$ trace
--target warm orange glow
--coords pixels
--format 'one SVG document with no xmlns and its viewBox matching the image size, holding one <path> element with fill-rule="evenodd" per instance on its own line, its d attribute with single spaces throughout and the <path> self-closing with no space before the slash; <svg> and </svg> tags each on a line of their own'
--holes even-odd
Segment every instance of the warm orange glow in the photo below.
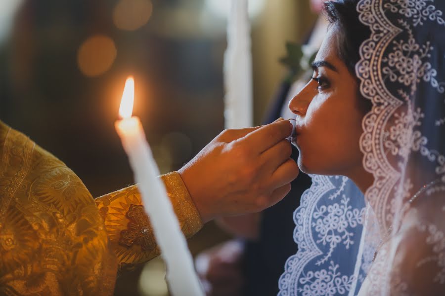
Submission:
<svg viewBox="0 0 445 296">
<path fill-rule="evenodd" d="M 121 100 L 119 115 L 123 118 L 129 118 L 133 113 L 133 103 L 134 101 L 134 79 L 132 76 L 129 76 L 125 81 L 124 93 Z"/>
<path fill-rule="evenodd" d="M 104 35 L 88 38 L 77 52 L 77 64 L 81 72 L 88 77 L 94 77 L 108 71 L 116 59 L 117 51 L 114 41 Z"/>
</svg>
:::::
_SHORT EXERCISE_
Extract every line above verbatim, omitting the picture.

_RESULT FOR THIS TASK_
$ trace
--target warm orange glow
--coords pixels
--format 'one SVG document with no xmlns and its viewBox matching the image size, holding one <path> element with fill-rule="evenodd" per instance on its own line, its d attribute with single spaces throughout and the <path> self-closing with no space before the slash; <svg> and </svg> tags each on a line of their own'
--holes even-odd
Segment every instance of the warm orange glow in the photo below.
Submission:
<svg viewBox="0 0 445 296">
<path fill-rule="evenodd" d="M 121 100 L 119 115 L 123 118 L 129 118 L 133 113 L 133 103 L 134 101 L 134 79 L 132 76 L 129 76 L 125 81 L 124 93 Z"/>
<path fill-rule="evenodd" d="M 104 35 L 88 38 L 77 52 L 77 64 L 81 72 L 88 77 L 94 77 L 108 71 L 116 59 L 117 51 L 114 41 Z"/>
</svg>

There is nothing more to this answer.